EXTRACT -
In recent testimony before the House Oversight and Government Reform Committee, a combative Attorney General Eric Holder strongly denied the Justice Department is engaged in a cover-up over its involvement in “Operation Fast and Furious,” the failed gun-buying probe which led to the death of Border Patrol Agent Brian Terry and over 300 hundred Mexican citizens.
Instead, Holder said the 14-month congressional probe into the failings of Fast and Furious had devolved into nothing but a “political” effort intended to embarrass the Obama administration.
Holder’s accusations were echoed by Democrats on the House committee who released an 89-page report prior to Holder’s testimony, which read in part: “The Committee has obtained no evidence that Operation Fast and Furious was a politically-motivated operation conceived and directed by high-level Obama Administration political appointees at the Department of Justice.”
Of course, to be fair, it’s difficult to find conclusive evidence of wrongdoing when the Attorney General has withheld from congressional investigators over 80,000 DOJ documents related to Fast and Furious, as well as preventing key Justice Department officials with knowledge of the failed operation from appearing before Congress.

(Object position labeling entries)
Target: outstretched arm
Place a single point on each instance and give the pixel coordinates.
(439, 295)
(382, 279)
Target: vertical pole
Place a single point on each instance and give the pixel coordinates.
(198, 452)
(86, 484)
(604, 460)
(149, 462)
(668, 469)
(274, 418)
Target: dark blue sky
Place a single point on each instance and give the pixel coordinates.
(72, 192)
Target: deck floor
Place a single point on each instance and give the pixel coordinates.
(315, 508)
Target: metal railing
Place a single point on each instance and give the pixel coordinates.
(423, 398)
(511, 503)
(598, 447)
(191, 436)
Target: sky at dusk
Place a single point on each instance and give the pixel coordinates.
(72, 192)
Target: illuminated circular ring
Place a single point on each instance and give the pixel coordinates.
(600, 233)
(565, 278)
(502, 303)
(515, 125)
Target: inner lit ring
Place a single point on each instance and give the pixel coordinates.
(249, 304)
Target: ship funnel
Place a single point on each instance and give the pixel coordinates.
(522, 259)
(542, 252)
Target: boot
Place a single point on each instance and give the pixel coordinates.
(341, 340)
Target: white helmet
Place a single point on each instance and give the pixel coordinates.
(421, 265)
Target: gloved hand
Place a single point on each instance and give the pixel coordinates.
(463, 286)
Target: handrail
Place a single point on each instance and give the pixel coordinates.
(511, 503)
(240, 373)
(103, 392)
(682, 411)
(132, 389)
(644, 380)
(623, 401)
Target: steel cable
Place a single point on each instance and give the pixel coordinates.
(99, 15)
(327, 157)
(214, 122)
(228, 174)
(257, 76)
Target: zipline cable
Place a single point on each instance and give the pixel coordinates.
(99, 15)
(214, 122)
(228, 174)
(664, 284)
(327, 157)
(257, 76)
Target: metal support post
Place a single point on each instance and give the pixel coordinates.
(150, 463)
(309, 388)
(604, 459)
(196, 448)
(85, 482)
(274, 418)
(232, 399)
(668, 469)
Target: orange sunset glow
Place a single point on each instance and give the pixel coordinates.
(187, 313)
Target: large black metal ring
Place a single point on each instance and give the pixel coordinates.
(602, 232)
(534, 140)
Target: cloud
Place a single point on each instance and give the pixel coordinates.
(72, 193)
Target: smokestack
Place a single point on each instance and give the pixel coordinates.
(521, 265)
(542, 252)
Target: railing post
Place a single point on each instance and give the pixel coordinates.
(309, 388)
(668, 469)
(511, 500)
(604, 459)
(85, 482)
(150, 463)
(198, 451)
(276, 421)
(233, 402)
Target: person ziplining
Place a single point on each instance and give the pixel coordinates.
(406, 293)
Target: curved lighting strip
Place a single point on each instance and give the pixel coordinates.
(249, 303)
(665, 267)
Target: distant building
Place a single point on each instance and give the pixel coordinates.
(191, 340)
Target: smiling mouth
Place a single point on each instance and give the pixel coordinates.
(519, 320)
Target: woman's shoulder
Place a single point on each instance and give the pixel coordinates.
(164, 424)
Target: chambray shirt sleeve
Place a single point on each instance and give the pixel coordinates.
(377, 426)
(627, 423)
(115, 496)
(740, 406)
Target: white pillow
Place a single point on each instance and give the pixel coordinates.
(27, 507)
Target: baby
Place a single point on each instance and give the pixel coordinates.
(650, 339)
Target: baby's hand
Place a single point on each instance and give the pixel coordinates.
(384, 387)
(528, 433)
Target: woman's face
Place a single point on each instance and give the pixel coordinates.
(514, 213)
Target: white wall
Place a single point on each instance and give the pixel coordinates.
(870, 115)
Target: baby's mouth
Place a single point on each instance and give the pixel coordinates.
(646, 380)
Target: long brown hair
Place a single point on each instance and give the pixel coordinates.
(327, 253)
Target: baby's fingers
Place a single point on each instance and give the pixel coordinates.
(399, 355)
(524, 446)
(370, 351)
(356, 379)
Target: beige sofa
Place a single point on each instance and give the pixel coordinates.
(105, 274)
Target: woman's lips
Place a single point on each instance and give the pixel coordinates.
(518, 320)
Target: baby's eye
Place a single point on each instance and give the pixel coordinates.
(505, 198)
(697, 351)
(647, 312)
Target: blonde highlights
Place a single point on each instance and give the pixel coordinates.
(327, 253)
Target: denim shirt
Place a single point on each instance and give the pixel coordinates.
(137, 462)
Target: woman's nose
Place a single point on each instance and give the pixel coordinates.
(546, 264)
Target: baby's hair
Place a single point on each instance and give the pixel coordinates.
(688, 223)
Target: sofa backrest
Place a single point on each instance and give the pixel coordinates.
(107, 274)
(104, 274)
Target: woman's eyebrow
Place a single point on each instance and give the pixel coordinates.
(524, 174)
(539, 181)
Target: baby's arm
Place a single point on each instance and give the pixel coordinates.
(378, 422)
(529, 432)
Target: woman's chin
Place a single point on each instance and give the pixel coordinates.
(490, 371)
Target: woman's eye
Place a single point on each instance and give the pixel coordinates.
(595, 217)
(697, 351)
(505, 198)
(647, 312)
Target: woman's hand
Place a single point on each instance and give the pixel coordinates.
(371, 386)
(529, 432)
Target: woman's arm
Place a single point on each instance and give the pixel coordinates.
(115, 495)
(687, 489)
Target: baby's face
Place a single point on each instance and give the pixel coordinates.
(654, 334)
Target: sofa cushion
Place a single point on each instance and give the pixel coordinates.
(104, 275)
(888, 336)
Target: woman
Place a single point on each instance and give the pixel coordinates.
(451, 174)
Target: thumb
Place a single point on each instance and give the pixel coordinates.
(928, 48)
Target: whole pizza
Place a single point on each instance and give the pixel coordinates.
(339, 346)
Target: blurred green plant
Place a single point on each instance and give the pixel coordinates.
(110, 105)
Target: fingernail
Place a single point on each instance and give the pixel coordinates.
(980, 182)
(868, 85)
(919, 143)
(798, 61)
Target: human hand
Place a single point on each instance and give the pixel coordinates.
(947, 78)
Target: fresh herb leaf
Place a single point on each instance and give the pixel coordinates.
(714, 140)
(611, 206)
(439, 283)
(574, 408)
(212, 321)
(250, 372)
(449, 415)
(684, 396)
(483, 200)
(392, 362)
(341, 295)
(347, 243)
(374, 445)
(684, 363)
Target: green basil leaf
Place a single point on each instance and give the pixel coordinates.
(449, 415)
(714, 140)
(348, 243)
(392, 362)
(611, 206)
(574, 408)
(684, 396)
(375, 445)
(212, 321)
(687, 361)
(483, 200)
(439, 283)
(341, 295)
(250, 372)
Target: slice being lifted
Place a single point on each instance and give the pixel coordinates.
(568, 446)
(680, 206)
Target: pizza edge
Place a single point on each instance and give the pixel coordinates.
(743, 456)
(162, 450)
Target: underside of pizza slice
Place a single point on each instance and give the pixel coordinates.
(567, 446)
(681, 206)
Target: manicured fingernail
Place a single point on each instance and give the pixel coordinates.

WHAT YOU NEED TO DO -
a – Answer these questions about the text on Operation Fast and Furious:
(i) How many months had the congressional probe into Fast and Furious gone on?
(ii) How many pages long was the report that Democrats on the House committee released?
(iii) How many DOJ documents does the text say the Attorney General withheld from congressional investigators?
b – Output the passage of the text on Operation Fast and Furious starting at "Of course, to" and ending at "appearing before Congress.".

TASK-BY-TASK OUTPUTS -
a –
(i) 14 months.
(ii) 89 pages.
(iii) Over 80,000.

b –
Of course, to be fair, it’s difficult to find conclusive evidence of wrongdoing when the Attorney General has withheld from congressional investigators over 80,000 DOJ documents related to Fast and Furious, as well as preventing key Justice Department officials with knowledge of the failed operation from appearing before Congress.